**Assigned task**
Give back the records in their entirety, exactly.

**Material supplied**
- Opening Delimiter -

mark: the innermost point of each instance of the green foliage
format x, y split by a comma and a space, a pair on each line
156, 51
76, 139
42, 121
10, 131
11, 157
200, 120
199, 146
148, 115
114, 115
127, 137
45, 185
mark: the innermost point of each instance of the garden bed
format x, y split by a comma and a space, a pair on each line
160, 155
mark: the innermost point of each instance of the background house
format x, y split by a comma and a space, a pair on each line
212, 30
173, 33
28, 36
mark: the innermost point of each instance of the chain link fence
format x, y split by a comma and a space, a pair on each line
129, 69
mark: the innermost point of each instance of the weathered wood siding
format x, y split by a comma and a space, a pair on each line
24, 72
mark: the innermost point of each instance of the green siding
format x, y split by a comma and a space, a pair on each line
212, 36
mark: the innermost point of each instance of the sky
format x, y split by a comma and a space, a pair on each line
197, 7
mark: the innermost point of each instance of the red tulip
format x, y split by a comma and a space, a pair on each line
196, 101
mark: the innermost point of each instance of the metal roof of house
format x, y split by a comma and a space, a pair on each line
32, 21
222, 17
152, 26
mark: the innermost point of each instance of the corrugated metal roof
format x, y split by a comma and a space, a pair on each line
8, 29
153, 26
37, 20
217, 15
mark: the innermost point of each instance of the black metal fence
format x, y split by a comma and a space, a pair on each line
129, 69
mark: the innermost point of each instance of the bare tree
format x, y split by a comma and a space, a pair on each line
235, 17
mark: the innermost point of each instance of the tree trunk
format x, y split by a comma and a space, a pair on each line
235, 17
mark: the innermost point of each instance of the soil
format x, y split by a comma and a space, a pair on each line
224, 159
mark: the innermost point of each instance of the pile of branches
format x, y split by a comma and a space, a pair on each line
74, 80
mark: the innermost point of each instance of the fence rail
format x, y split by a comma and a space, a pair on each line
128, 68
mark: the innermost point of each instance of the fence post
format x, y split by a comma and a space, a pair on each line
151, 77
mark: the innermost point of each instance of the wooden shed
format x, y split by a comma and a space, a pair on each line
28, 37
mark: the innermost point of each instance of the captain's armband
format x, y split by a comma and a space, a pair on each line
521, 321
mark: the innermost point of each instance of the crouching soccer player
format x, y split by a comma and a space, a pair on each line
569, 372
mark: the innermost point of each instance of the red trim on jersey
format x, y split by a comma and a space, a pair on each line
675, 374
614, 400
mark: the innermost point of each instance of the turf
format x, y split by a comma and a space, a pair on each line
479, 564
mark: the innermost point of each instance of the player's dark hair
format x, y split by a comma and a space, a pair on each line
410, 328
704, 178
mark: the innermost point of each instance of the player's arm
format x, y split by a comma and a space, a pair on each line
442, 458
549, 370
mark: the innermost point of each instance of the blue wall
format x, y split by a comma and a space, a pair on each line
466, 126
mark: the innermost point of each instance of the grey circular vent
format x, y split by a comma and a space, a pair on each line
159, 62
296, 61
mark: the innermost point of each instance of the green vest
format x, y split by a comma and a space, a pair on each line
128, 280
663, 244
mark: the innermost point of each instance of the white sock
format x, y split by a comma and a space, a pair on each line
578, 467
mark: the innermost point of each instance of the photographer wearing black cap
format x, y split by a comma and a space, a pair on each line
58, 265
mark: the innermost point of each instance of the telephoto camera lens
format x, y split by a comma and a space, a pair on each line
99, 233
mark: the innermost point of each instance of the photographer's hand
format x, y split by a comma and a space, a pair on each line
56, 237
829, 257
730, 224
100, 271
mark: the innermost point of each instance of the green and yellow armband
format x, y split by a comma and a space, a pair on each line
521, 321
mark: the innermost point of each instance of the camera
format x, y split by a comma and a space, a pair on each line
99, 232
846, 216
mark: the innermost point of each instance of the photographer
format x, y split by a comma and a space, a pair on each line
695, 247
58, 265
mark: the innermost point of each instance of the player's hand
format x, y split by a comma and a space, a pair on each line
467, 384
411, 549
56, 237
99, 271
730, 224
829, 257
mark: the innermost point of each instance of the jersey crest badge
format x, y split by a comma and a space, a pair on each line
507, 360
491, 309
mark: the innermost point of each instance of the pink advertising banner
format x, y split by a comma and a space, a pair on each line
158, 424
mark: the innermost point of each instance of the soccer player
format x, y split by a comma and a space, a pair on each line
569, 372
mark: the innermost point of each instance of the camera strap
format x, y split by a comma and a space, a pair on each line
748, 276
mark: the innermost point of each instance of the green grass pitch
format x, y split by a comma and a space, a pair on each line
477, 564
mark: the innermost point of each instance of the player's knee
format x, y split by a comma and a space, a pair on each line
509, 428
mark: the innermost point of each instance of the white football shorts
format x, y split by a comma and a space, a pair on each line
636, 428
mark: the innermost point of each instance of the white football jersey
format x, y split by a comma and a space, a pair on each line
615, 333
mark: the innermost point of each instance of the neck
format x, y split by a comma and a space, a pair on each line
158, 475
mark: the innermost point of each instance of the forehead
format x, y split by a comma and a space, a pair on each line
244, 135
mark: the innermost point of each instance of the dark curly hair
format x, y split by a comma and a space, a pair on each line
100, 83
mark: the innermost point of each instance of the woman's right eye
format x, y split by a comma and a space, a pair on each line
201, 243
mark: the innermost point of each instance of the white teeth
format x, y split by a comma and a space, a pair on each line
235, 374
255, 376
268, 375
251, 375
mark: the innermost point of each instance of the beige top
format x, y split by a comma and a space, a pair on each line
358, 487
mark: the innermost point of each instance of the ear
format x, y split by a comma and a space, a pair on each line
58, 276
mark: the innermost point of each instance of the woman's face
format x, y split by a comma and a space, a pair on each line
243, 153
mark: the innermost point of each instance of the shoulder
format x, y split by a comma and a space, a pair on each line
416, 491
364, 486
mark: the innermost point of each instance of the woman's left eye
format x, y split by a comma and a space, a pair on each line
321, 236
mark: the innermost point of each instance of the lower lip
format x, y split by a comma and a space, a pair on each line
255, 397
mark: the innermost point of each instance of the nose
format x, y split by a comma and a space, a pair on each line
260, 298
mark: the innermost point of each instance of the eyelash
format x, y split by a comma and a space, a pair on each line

- Closing Delimiter -

**Written solution**
mark: the innermost point of each instance of the green foliage
format x, y split by a comma and a space, a pair on each line
156, 51
76, 139
42, 121
10, 131
11, 157
200, 120
199, 146
148, 115
114, 115
127, 137
45, 185
mark: the innermost point of each instance of the garden bed
format x, y split by a comma and a space, a pair on each line
160, 155
mark: the innermost point of each instance of the background house
format x, y split by a comma and a space, a pair on each line
212, 30
173, 33
28, 36
mark: the innermost point of each instance of the chain link fence
format x, y split by a comma and a space, a pair on each line
129, 69
mark: the innermost point of each instance of the weathered wood siding
format x, y split by a comma and a space, a pair on each line
24, 72
mark: the innermost point of each instance of the green siding
format x, y split by a comma and a space, a pair on each line
212, 36
mark: the innermost point of each instance of the sky
format x, y split by a comma and a space, a pair on each line
197, 7
mark: the innermost point of each instance of the red tulip
format x, y split by a comma and a space, a pair on each line
196, 101
mark: the innermost point of each instance of the metal roof of house
format x, y split by a comma and a space, a pair on each line
32, 21
222, 17
152, 26
mark: the innermost point of each instance of the corrugated metal roof
format x, y split by a comma and a space, a pair on each line
8, 29
153, 26
37, 20
217, 15
mark: the innermost point of each instance of the black metal fence
format x, y split by a comma and a space, a pair on each line
129, 69
mark: the innermost point of each instance of the bare tree
format x, y split by a comma and a space, a pair on each line
235, 17
mark: the innermost point of each instance of the tree trunk
format x, y split by a comma and a space, a pair on each line
235, 17
mark: the innermost point of each instance of the soil
format x, y split by a comma and a space, a pair on each line
224, 159
mark: the innermost point of each instance of the pile of branches
format x, y split by a comma and a space, a pair on each line
74, 80
mark: the innermost point of each instance of the fence rail
format x, y split by a comma and a space, a pair on each line
128, 68
mark: the innermost point of each instance of the fence post
format x, y split by a comma and a space, a pair on each line
151, 77
mark: the innermost point of each instance of the wooden shed
format x, y split by a comma and a space, a pair on each line
28, 37
mark: the innermost point of each instance of the captain's armband
format x, y split by a comma and a space, a pair on each line
521, 321
mark: the innermost point of each instance of the crouching soccer player
format x, y split by a comma and a space, a pair on each line
569, 372
mark: the innermost point of each instance of the red trim on jersey
format x, y split by a comma and a space, a pair on each line
675, 374
614, 400
mark: the innermost point of each instance of the turf
format x, y split by a comma and a space, a pair on each line
479, 564
mark: the innermost point of each instance of the player's dark hair
format x, y split by a comma and a space, a pair on each line
410, 328
704, 178
mark: the innermost point of each instance of the player's arm
format x, y split by a comma and a space, a pair on each line
442, 458
549, 370
mark: the innermost point of each instance of the blue wall
format x, y split by a comma and a space, a pair on each line
466, 126
mark: the innermost point of each instance of the grey circular vent
format x, y split by a comma and a space, a pair on each line
159, 62
296, 61
mark: the innermost point of each instance of the green vest
format x, y split by a comma and a space, a pair on each line
128, 280
663, 244
mark: the innermost point of each instance of the white sock
format x, y split by a comma and a space, a pair on each line
578, 467
mark: the innermost point of each instance of the photographer wearing black cap
format x, y split by a comma and a space, a pair on each line
58, 265
mark: the innermost point of each instance of the telephoto camera lens
format x, y split by a comma and a space, a pair on each line
99, 233
mark: the innermost point of each instance of the photographer's hand
format x, y split by a comma and a space, a pair on each line
56, 237
829, 257
730, 224
100, 271
mark: the innermost point of each instance of the green and yellow armband
format x, y split by a comma and a space, a pair on each line
521, 321
mark: the innermost point of each instance of the camera
format x, y split by a comma and a space, a pair on each line
99, 232
846, 216
mark: the innermost point of each instance of the photographer
format x, y split by a comma and a space, a pair on each line
695, 247
58, 265
mark: the innermost point of each instance of the player's hand
format x, y split by a comma and a space, a pair on each line
467, 384
411, 549
56, 237
99, 271
730, 224
829, 257
mark: the innermost point of each instance of the jersey crest badge
format x, y split by a comma and a space, a pair on each line
507, 360
491, 309
mark: the innermost point of each instance of the pink advertising banner
format x, y split by a comma and a space, a pair on each line
158, 424
mark: the innermost point of each instance of the soccer player
format x, y split by a comma and a space, a pair on each line
569, 372
mark: the innermost point of each instance of the camera strap
format x, y split by a comma and a space, a pair on each line
748, 276
mark: the innermost point of each instance of the green grass pitch
format x, y split by a comma and a space, a pair on each line
477, 564
mark: the innermost point of each instance of the player's knee
format x, y split by a comma and a space, a pair on each line
509, 428
mark: the innermost point of each instance of the white football shorts
format x, y split by a comma and a space, a pair on each line
636, 428
mark: the innermost point of each instance of the white football jersey
format x, y split by a comma and a space, a pair on each line
615, 333
mark: the innermost point of each instance of the neck
format x, y split by a comma and a space, a pair on each line
158, 475
mark: the innermost point of each instance of the forehead
format x, y split by a comma and a space, a pair on each line
244, 135
mark: the innermost point of each instance of the dark curly hair
format x, y split by a comma and a space, a pair on each line
100, 83
mark: the innermost point of each instance of the woman's right eye
format x, y split by a comma and a space, a pair on each line
201, 243
mark: the innermost point of each instance of the white teeth
format x, y split by a comma and a space, a pair on each line
235, 374
255, 376
268, 375
251, 375
mark: the innermost point of each instance of the beige top
format x, y split by a comma and a space, a pair on each line
358, 487
mark: the innermost point of each instance of the ear
format x, y split by a comma and a space, a pair on each line
58, 276
mark: the innermost point of each instance of the woman's face
format x, y split by a comma and a space, a pair on each line
243, 153
mark: the innermost point of each instance of the shoulder
format x, y split by a comma and a space, a pair on each line
416, 491
364, 486
mark: the innermost point of each instance of the woman's left eye
format x, y split by a comma and a space, a pair on each line
321, 236
mark: the innermost point of each instance of the lower lip
format x, y split by a comma and a space, a pair on each line
255, 397
mark: the innermost point of each instance of the nose
format x, y split by a comma and a space, a pair on each line
260, 298
mark: the innermost point of each instance of the eyelash
format x, y split by a comma and a space, a pair on each line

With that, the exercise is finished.